[begin Task input]

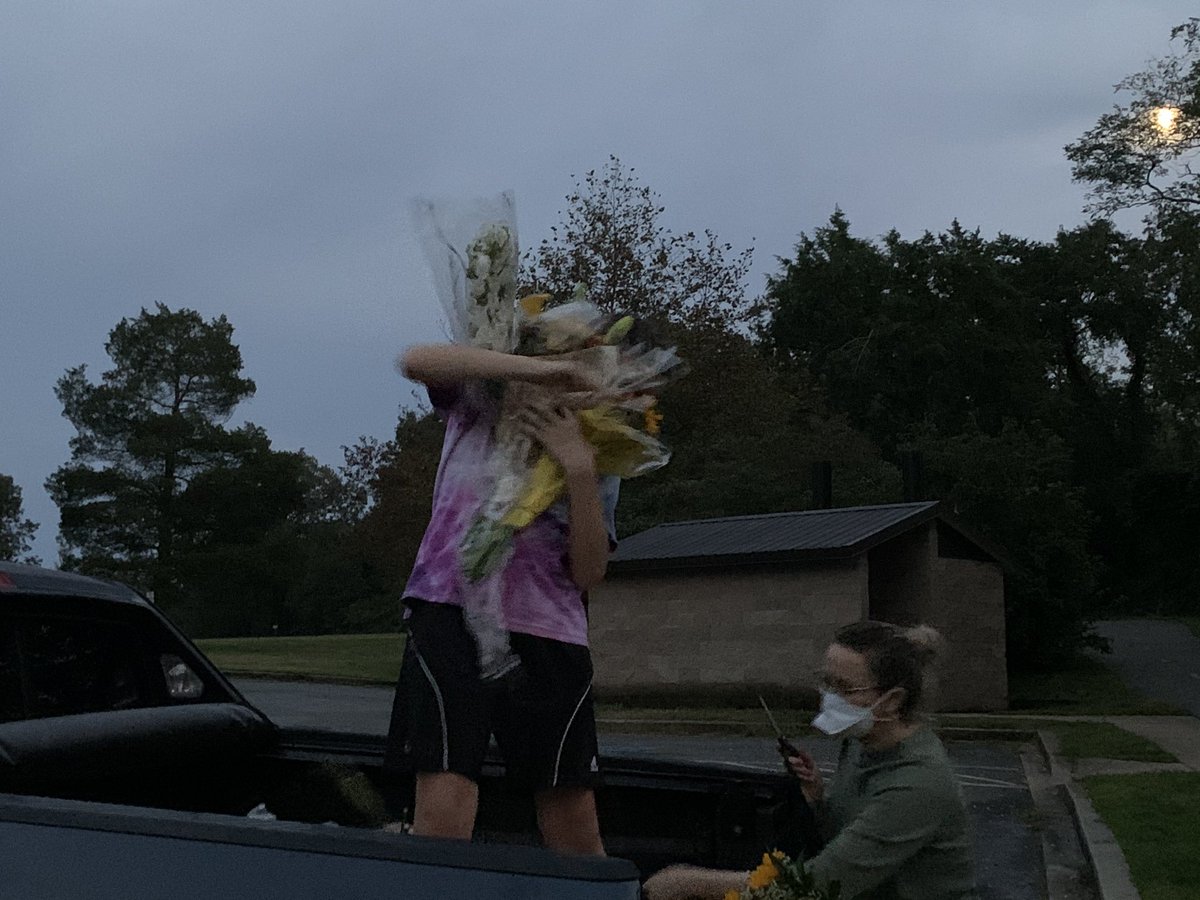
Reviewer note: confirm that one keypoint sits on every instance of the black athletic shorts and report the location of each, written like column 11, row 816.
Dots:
column 444, row 715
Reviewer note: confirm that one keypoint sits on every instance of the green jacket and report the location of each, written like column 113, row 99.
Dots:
column 897, row 825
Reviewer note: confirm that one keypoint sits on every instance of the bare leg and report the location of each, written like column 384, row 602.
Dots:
column 445, row 805
column 567, row 819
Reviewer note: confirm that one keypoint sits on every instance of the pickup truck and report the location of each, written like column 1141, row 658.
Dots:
column 131, row 767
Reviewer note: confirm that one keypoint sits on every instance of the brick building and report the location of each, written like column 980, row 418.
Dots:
column 733, row 606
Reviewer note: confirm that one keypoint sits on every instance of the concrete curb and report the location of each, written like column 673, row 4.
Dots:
column 1099, row 845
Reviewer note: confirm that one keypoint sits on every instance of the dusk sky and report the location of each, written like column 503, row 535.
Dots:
column 256, row 160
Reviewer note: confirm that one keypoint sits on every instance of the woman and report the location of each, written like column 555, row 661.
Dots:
column 893, row 816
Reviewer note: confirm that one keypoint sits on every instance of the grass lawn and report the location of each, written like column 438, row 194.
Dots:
column 365, row 659
column 1102, row 741
column 1085, row 687
column 1156, row 820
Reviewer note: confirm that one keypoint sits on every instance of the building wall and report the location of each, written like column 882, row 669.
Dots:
column 901, row 576
column 969, row 610
column 730, row 630
column 737, row 630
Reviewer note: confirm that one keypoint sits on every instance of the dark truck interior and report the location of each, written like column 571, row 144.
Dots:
column 94, row 707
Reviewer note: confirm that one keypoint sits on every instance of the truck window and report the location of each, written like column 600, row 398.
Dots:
column 82, row 666
column 11, row 706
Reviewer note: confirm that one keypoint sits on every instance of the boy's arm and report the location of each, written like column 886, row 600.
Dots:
column 447, row 365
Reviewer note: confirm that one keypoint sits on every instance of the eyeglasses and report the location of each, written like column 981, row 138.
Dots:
column 838, row 687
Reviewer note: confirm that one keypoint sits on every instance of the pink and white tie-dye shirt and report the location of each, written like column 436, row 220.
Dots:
column 539, row 597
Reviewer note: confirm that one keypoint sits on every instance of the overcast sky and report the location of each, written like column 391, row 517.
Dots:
column 255, row 160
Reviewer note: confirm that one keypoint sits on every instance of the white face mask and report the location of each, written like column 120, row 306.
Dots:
column 838, row 715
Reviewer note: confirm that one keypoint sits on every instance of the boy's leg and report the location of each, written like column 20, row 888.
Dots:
column 567, row 819
column 549, row 737
column 445, row 805
column 441, row 721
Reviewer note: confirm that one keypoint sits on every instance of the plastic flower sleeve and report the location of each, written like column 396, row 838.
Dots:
column 472, row 251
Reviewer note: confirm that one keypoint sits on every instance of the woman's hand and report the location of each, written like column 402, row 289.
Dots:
column 804, row 767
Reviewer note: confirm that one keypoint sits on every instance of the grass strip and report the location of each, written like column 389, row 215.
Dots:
column 1156, row 820
column 360, row 659
column 1083, row 687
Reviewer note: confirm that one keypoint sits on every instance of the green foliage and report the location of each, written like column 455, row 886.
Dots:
column 611, row 238
column 16, row 531
column 1138, row 155
column 150, row 425
column 1050, row 387
column 233, row 538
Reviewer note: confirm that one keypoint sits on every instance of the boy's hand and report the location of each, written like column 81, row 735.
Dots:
column 558, row 431
column 568, row 375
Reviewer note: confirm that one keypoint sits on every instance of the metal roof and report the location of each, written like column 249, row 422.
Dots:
column 774, row 538
column 21, row 579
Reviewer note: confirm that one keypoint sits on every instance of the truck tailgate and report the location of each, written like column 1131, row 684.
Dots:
column 52, row 849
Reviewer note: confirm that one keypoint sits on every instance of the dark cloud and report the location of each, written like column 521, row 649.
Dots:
column 253, row 160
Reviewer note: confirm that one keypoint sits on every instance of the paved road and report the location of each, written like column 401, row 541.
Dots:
column 1161, row 659
column 1008, row 851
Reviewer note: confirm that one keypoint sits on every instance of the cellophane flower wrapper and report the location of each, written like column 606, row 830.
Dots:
column 473, row 255
column 472, row 251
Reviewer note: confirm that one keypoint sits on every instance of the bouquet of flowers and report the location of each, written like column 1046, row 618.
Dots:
column 780, row 877
column 621, row 426
column 473, row 253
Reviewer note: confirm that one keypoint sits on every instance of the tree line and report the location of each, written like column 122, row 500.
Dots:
column 1051, row 389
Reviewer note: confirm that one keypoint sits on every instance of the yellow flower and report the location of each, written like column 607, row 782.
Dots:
column 765, row 874
column 652, row 420
column 533, row 304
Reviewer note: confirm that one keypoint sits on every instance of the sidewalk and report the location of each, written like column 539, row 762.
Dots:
column 1177, row 735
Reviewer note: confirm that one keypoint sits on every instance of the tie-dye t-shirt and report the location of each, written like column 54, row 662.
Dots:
column 539, row 597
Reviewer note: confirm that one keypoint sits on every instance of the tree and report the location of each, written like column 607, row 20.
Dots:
column 906, row 331
column 16, row 531
column 1143, row 154
column 611, row 238
column 144, row 432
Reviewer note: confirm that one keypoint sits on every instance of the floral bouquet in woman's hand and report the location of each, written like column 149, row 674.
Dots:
column 780, row 877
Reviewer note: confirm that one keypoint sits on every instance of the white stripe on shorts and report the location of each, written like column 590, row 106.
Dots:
column 442, row 707
column 567, row 731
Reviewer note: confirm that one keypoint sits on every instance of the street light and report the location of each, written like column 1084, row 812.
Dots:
column 1167, row 121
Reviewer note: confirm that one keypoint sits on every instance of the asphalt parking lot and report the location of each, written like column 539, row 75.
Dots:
column 1008, row 849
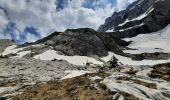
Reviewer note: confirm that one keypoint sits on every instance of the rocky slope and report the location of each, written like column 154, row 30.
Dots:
column 142, row 16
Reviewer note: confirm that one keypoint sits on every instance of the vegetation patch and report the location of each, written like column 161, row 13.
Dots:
column 78, row 88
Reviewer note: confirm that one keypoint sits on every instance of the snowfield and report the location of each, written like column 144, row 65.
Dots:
column 76, row 60
column 128, row 61
column 150, row 43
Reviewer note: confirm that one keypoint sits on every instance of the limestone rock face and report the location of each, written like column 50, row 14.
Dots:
column 142, row 16
column 83, row 42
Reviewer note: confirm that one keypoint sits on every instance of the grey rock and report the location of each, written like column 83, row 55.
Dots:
column 154, row 21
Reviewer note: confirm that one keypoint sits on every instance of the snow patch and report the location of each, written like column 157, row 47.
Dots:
column 150, row 43
column 74, row 73
column 76, row 60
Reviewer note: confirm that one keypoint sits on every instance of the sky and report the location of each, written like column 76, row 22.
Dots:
column 29, row 20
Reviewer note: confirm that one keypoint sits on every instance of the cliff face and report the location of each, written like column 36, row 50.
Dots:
column 142, row 16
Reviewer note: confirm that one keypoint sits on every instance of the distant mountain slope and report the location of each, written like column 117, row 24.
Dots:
column 142, row 16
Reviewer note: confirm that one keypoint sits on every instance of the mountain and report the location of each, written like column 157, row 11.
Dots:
column 84, row 64
column 142, row 16
column 83, row 42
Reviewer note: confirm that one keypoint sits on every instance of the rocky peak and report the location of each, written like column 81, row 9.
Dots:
column 142, row 16
column 83, row 42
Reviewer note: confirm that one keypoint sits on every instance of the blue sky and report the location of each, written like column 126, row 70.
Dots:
column 29, row 20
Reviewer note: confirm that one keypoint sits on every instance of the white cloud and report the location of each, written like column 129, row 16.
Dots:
column 42, row 14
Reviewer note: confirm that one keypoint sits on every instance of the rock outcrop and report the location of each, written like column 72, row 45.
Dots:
column 83, row 42
column 142, row 16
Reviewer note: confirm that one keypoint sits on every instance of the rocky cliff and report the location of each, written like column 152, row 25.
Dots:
column 142, row 16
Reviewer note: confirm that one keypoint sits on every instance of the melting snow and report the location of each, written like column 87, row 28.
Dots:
column 76, row 60
column 128, row 61
column 140, row 17
column 150, row 43
column 74, row 73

[end Task input]

Stated problem:
Rename "Dots" to "Points" in the records, starting at their beginning and stopping after the line that contains "column 893, row 816". Leave everything else unchanged and omit the picture.

Result of this exercise:
Reviewer note: confirm that one keypoint sits on every instance of the black athletic shorts and report the location of each, written like column 11, row 816.
Points:
column 444, row 715
Reviewer note: confirm that one keypoint sits on every instance of the green jacket and report the location of each, written like column 113, row 99.
Points:
column 897, row 825
Reviewer note: confirm that one keypoint sits on every instance of the bare leg and report the location of each, written like column 384, row 602.
Points:
column 445, row 805
column 567, row 819
Reviewer note: confirm that one keypoint sits on every instance of the pickup truck and report the location of each, written like column 1141, row 658.
Points:
column 131, row 767
Reviewer note: confirm that one keypoint sits on every instance of the brick building and report the location of each, written like column 980, row 418.
Points:
column 733, row 606
Reviewer note: confirm that one keypoint sits on every instance of the concrete curb and report the location of each, written like column 673, row 4.
Points:
column 1099, row 845
Reviewer note: confirm that one keypoint sits on every instance of the dusk sky and report the location of each, written like column 503, row 535.
Points:
column 256, row 160
Reviewer note: confirm that one keypoint sits on every instance of the woman and report the location of each, written like column 555, row 661.
Points:
column 893, row 816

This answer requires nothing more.